── Excerpted passage ──

Suppose that we are really going to do it by induction, perhaps because a homework exercise specifies that we must. There are quite a few better ways than induction for solving this problem, most of which you will learn from the other answers. But let's do induction.

We experiment a bit. Start say at $n=1$, or even that mathematicians' favourite, $n=0$.

If $n=1$, then $2^{3n}=7$. Let $n=2$. Then $2^{3n}=63$. Note that $63$ is divisible by the primes $3$ and $7$. Let $n=3$. Then $2^{3n}-1=511$. But $511=7\times 73$. All our numbers so far are divisible by $7$. Let $n=4$. Then $2^{3n}-1=4095$. Is it divisible by $7$? The calculator says yes.

So maybe all of our numbers are divisible by $7$. Since all the numbers for $n\ge 2$ are $>7$, this will show that if $n\ge 2$, then $2^{3n}-1$ is composite. So we try to prove, by induction on $n$, that $7$ divides $2^{3n}-1$ for every positive integer $n$.

───

Exercise instructions:
1. Quote the induction passage from "If $n=1$, then" to "positive integer $n$.".
2. Extract each line of the entries that contains the word "instance", matching case.

── Dataset excerpts ──

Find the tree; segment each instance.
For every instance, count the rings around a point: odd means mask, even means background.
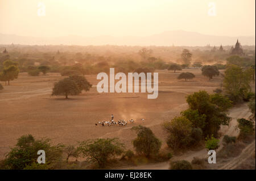
[[[69,95],[75,95],[81,93],[81,90],[76,82],[66,78],[54,84],[52,95],[64,95],[68,99]]]
[[[250,100],[250,102],[249,103],[249,107],[250,110],[251,110],[251,112],[254,114],[255,117],[255,97],[252,98]]]
[[[185,117],[176,117],[171,121],[166,122],[164,128],[169,136],[168,146],[174,149],[184,149],[190,145],[192,123]]]
[[[215,66],[205,65],[202,68],[202,74],[209,77],[209,80],[210,80],[213,76],[218,76],[220,72]]]
[[[18,140],[16,145],[11,148],[4,160],[4,164],[7,169],[23,169],[27,166],[36,162],[38,158],[38,151],[46,151],[46,164],[49,165],[61,157],[62,145],[51,145],[48,138],[35,140],[31,135],[24,135]]]
[[[28,74],[30,76],[38,76],[40,74],[40,71],[38,69],[30,70],[28,71]]]
[[[191,79],[195,77],[195,75],[191,72],[183,72],[180,74],[179,75],[177,79],[185,79],[185,81],[187,81],[187,79]]]
[[[146,48],[143,48],[139,51],[139,54],[143,60],[149,58],[152,53],[153,51],[151,49],[147,49]]]
[[[193,67],[194,68],[201,68],[202,66],[201,62],[195,62],[193,64]]]
[[[70,157],[73,157],[77,159],[79,155],[79,150],[75,145],[65,146],[63,149],[63,152],[67,154],[67,163],[68,162],[68,159]]]
[[[8,68],[11,65],[14,65],[18,66],[19,64],[16,62],[14,62],[11,60],[7,60],[5,61],[3,63],[3,67],[5,68]]]
[[[89,91],[92,86],[92,85],[87,81],[86,79],[83,76],[71,75],[69,76],[69,79],[76,83],[80,91],[82,91],[82,90]]]
[[[98,138],[80,143],[79,150],[82,156],[93,163],[97,163],[100,167],[105,166],[108,159],[123,153],[123,144],[118,138]]]
[[[184,64],[190,65],[191,62],[191,57],[192,54],[190,53],[189,50],[187,49],[183,49],[181,53],[181,59]]]
[[[177,64],[172,64],[168,68],[168,70],[174,70],[174,73],[176,72],[176,70],[181,70],[181,66]]]
[[[199,128],[203,130],[205,127],[207,116],[204,113],[200,114],[198,110],[188,109],[182,111],[181,115],[192,123],[193,128]]]
[[[51,69],[47,65],[39,66],[38,69],[42,71],[44,75],[46,75],[46,73]]]
[[[250,73],[235,65],[229,65],[225,71],[224,90],[234,102],[241,101],[250,91]]]
[[[220,147],[220,145],[218,145],[219,142],[220,140],[214,138],[213,135],[212,135],[210,137],[208,136],[205,140],[205,148],[207,148],[208,151],[210,150],[216,150]]]
[[[200,91],[188,95],[187,102],[189,109],[197,110],[199,115],[196,115],[196,112],[189,110],[187,111],[189,113],[194,115],[184,113],[184,116],[191,119],[192,123],[198,124],[205,136],[212,134],[217,136],[220,125],[229,125],[231,118],[227,116],[227,112],[232,104],[226,97],[218,94],[209,95],[205,91]],[[195,119],[198,120],[196,121]]]
[[[3,69],[0,79],[3,81],[8,81],[8,85],[10,85],[10,81],[18,78],[19,73],[19,70],[16,66],[11,65]]]
[[[254,128],[253,121],[241,118],[237,119],[237,122],[238,124],[237,128],[238,128],[240,131],[239,137],[244,138],[253,134]]]
[[[149,158],[158,153],[162,143],[150,128],[139,125],[132,129],[137,132],[137,137],[133,140],[137,154]]]
[[[192,170],[191,164],[186,160],[176,161],[170,162],[171,170]]]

───

Solutions to each task:
1.
If $n=1$, then $2^{3n}=7$. Let $n=2$. Then $2^{3n}=63$. Note that $63$ is divisible by the primes $3$ and $7$. Let $n=3$. Then $2^{3n}-1=511$. But $511=7\times 73$. All our numbers so far are divisible by $7$. Let $n=4$. Then $2^{3n}-1=4095$. Is it divisible by $7$? The calculator says yes.

So maybe all of our numbers are divisible by $7$. Since all the numbers for $n\ge 2$ are $>7$, this will show that if $n\ge 2$, then $2^{3n}-1$ is composite. So we try to prove, by induction on $n$, that $7$ divides $2^{3n}-1$ for every positive integer $n$.

2.
Find the tree; segment each instance.
For every instance, count the rings around a point: odd means mask, even means background.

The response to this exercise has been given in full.